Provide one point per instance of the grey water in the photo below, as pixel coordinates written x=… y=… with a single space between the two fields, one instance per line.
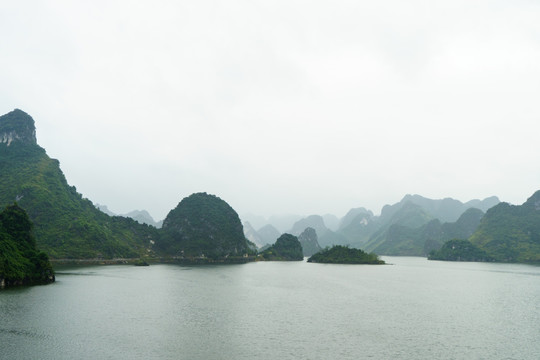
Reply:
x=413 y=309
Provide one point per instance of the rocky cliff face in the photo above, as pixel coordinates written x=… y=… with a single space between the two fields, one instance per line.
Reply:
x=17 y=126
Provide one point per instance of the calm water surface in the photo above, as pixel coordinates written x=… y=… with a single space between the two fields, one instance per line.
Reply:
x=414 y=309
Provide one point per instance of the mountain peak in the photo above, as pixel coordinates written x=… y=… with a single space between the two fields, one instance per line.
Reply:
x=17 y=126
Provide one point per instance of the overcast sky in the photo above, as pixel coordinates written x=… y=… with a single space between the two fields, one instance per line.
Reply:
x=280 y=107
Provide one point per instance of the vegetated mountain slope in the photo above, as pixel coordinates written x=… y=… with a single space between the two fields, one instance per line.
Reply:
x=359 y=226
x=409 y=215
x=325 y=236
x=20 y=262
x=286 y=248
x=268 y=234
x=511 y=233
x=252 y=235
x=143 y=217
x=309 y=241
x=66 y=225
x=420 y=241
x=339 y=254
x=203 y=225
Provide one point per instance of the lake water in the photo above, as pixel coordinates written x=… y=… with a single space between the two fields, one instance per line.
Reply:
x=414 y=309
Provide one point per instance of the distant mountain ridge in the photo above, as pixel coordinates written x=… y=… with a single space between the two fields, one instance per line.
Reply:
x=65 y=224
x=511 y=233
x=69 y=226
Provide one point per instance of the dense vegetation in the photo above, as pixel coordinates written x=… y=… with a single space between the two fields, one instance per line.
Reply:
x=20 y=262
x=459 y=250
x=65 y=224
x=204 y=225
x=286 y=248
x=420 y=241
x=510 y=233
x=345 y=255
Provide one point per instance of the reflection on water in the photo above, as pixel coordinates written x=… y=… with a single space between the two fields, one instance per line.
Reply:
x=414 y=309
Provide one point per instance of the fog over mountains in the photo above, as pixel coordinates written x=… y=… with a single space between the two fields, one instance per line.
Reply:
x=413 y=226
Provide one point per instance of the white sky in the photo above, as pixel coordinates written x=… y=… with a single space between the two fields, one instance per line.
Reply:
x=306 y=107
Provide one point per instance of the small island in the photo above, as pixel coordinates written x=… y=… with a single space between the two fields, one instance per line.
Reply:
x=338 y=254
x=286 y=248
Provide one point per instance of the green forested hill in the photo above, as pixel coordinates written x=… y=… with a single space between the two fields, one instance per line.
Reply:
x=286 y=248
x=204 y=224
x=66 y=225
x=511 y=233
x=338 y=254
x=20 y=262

═══

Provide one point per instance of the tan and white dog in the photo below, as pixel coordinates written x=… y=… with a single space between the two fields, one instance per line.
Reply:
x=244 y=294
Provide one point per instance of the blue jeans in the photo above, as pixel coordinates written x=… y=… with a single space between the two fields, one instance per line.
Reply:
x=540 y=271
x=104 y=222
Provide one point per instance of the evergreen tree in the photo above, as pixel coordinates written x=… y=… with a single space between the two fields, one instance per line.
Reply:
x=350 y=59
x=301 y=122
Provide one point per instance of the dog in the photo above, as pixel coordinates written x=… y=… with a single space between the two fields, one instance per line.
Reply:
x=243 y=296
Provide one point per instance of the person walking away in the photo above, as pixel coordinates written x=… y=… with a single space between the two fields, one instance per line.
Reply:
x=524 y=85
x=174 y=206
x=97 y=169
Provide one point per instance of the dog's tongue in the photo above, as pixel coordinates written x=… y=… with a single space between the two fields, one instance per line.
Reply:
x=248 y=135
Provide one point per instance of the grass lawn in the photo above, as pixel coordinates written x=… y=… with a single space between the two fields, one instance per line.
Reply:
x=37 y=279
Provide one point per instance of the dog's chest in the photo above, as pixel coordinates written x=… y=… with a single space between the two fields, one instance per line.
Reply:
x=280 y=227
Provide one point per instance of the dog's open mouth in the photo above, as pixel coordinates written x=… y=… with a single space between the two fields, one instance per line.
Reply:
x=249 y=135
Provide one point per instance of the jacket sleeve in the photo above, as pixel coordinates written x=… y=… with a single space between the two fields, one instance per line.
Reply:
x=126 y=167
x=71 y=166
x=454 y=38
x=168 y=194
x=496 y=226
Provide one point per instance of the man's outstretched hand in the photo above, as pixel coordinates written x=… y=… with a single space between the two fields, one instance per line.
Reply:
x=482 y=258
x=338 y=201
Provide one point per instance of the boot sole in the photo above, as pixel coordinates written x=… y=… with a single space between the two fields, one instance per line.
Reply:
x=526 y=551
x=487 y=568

═══

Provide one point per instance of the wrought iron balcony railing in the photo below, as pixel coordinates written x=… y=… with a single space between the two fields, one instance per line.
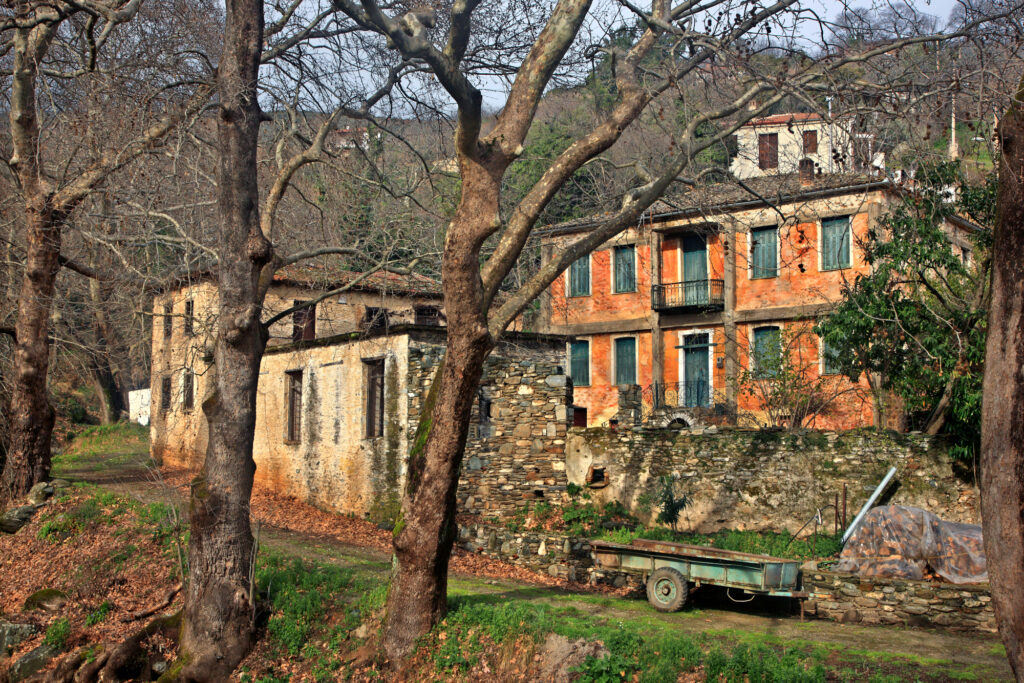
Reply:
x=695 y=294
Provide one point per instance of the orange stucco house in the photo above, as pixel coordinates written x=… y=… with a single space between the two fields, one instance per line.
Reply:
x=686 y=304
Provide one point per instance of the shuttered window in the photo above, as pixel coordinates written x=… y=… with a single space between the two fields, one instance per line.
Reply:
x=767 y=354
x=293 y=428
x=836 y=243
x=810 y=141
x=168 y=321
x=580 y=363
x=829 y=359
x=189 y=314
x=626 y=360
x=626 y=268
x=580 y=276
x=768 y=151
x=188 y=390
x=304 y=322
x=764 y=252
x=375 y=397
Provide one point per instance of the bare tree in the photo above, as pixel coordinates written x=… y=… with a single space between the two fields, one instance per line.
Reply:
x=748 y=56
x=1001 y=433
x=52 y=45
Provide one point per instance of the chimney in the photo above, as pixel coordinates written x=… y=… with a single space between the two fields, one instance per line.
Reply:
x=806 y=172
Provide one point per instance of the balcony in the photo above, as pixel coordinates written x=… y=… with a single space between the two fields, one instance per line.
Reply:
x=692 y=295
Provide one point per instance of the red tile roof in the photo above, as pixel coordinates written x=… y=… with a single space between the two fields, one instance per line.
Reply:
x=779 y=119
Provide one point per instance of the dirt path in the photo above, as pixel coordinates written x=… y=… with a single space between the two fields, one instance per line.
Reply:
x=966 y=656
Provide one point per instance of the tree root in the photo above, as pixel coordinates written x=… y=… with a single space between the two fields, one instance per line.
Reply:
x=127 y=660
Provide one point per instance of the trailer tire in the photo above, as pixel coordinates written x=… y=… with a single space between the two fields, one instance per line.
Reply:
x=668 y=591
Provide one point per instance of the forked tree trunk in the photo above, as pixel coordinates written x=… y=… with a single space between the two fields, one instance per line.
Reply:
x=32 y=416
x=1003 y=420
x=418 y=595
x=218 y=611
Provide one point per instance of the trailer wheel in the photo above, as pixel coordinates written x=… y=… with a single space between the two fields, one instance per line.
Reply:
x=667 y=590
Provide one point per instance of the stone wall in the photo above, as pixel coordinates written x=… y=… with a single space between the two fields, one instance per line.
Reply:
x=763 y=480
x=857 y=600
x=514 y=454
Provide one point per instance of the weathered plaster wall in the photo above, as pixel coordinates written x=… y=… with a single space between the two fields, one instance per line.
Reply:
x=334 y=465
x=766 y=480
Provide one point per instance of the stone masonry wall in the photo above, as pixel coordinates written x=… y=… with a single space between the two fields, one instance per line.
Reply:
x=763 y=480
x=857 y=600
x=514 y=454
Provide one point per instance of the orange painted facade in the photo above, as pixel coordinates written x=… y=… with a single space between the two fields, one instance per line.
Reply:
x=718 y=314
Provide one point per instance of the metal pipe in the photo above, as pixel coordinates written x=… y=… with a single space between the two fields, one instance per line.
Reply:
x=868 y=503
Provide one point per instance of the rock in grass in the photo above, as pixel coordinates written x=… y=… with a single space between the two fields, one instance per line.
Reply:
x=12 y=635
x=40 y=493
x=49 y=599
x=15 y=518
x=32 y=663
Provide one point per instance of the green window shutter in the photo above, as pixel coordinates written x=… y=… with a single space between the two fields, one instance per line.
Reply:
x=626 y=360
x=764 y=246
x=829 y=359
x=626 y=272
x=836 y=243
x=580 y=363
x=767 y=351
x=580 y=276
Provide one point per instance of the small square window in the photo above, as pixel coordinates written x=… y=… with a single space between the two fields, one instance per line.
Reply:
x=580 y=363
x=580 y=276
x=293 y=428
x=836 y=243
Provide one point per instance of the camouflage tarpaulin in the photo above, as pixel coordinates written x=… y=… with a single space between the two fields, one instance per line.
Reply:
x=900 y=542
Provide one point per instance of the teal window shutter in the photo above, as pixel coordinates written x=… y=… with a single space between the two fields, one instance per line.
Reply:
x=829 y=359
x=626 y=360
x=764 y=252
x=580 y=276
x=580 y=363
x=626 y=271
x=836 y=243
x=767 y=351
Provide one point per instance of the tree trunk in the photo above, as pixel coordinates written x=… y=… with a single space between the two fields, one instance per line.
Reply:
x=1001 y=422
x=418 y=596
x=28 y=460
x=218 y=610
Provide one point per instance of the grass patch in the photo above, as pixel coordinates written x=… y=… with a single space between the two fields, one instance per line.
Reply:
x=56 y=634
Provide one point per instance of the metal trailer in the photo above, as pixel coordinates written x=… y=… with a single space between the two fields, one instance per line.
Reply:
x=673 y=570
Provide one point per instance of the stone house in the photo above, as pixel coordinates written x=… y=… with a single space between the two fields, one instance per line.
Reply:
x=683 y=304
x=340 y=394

═══

Required action: Show all lines from the records above where the word "window" occurs.

Output of the task:
Provide one point per instance of the shuttered window in the photo above, as pixel coordinates written x=… y=… with a single space between the two fields, one instance per line.
Provide one point per instance of the green window shutter in the photo above, as pixel coordinates written x=… y=… with a single space between the two fields, one instance per line.
Provide one point per instance of the small square window in the photo above, as pixel coordinates written x=… y=… with a single space between the two fields, one instance per line.
Provide one point per instance of the teal window shutter in the photo above, as pixel coordinates written x=… y=… with a single space between the two fields, one instance per line.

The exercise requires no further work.